[Required work]:
Please render the entries, from the start through the line containing "292 133 L 289", as a two-column CSV with columns named input and output. Use one row per entry, putting its text in input and its answer in output, each as a single quoted field with line breaks changed to spaces.

[Extracted records]:
----

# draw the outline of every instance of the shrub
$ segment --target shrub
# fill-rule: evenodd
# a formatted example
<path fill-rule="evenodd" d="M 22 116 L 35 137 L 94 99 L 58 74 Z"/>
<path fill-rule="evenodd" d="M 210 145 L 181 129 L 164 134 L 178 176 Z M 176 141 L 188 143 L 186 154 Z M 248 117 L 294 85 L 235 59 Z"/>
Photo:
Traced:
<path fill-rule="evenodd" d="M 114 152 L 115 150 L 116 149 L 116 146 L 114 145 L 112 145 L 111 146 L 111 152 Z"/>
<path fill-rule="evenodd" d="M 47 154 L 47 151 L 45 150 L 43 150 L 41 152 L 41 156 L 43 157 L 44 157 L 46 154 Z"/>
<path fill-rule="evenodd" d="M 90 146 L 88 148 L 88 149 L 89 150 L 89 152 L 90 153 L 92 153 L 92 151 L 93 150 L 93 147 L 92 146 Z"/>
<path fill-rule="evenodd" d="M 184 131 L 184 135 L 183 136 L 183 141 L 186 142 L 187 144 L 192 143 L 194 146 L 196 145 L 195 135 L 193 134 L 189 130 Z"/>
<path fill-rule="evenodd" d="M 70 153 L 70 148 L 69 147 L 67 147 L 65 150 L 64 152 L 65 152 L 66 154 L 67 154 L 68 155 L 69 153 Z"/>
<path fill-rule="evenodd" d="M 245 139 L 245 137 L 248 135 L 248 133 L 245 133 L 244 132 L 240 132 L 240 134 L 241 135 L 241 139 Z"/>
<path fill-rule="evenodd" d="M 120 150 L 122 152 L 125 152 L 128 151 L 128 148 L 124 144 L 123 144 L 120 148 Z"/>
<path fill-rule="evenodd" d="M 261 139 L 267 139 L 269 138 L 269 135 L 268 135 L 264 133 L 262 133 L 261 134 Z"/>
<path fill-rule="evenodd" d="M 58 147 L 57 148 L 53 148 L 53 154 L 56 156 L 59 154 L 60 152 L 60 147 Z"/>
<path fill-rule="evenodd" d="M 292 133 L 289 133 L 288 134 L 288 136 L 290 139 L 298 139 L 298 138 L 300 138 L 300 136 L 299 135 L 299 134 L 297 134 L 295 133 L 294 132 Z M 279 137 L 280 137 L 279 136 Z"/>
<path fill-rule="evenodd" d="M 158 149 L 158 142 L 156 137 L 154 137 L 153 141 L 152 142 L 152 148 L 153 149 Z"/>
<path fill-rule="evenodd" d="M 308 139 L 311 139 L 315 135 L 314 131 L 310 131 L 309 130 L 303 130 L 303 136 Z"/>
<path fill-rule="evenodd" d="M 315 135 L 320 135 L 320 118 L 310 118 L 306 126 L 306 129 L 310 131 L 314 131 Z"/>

----

[Answer to the problem]:
input,output
"# draw the outline of every instance of the shrub $ segment --target shrub # fill-rule: evenodd # a formatted example <path fill-rule=""evenodd"" d=""M 22 116 L 35 137 L 94 99 L 58 74 Z""/> <path fill-rule=""evenodd"" d=""M 210 145 L 181 129 L 164 134 L 178 176 Z M 176 141 L 188 143 L 186 154 Z M 248 117 L 294 85 L 235 59 Z""/> Photo: Traced:","<path fill-rule=""evenodd"" d=""M 114 152 L 115 150 L 116 149 L 116 146 L 114 145 L 112 145 L 111 146 L 111 152 Z""/> <path fill-rule=""evenodd"" d=""M 47 154 L 47 151 L 45 150 L 43 150 L 41 152 L 41 156 L 43 157 L 44 157 L 46 154 Z""/> <path fill-rule=""evenodd"" d=""M 90 146 L 88 148 L 88 149 L 89 150 L 89 152 L 90 153 L 92 153 L 92 151 L 93 150 L 93 147 L 92 146 Z""/> <path fill-rule=""evenodd"" d=""M 184 131 L 184 135 L 183 136 L 183 141 L 186 142 L 187 144 L 192 143 L 194 146 L 196 145 L 195 135 L 193 134 L 189 130 Z""/> <path fill-rule=""evenodd"" d=""M 70 153 L 70 148 L 69 147 L 67 147 L 65 150 L 64 152 L 65 152 L 66 154 L 67 154 L 68 155 L 69 153 Z""/> <path fill-rule=""evenodd"" d=""M 245 139 L 245 137 L 248 135 L 248 133 L 245 133 L 244 132 L 240 132 L 240 134 L 241 135 L 241 139 Z""/> <path fill-rule=""evenodd"" d=""M 120 150 L 122 152 L 125 152 L 128 151 L 128 148 L 124 144 L 123 144 L 120 148 Z""/> <path fill-rule=""evenodd"" d=""M 261 139 L 267 139 L 269 138 L 269 135 L 268 135 L 264 133 L 262 133 L 261 134 Z""/> <path fill-rule=""evenodd"" d=""M 58 147 L 57 148 L 53 148 L 53 154 L 56 156 L 59 154 L 60 152 L 60 147 Z""/> <path fill-rule=""evenodd"" d=""M 292 133 L 289 133 L 288 134 L 288 136 L 290 139 L 298 139 L 298 138 L 300 138 L 300 136 L 299 135 L 299 134 L 297 134 L 295 133 L 294 132 Z M 279 137 L 280 137 L 279 136 Z""/>"